WORK REQUEST
Transcribe, exactly as they appear, only the lines from the one holding "Identify all instances of blue sky." through the end of the entries below.

Referring expression grounding data
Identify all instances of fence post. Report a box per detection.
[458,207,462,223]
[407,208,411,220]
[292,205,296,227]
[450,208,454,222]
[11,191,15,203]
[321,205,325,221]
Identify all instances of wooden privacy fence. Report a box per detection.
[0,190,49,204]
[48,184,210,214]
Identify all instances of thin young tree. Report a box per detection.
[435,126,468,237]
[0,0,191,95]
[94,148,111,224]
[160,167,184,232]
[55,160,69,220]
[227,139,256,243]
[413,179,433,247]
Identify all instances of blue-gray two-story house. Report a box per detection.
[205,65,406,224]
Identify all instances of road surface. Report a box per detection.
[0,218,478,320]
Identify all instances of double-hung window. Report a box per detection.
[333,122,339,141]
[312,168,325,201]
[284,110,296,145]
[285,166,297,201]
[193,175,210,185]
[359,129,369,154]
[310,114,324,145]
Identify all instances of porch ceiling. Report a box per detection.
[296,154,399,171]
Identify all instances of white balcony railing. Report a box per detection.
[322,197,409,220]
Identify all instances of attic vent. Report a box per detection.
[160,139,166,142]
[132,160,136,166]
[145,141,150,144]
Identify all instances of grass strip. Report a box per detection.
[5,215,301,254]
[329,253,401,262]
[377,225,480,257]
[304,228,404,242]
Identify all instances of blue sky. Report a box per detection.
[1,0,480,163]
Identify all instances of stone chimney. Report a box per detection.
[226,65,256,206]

REPLY
Identify all instances of blue sky. Report a box per detection.
[1,0,480,163]
Identify all instances of stone chimney. Report a box per detection.
[226,65,256,206]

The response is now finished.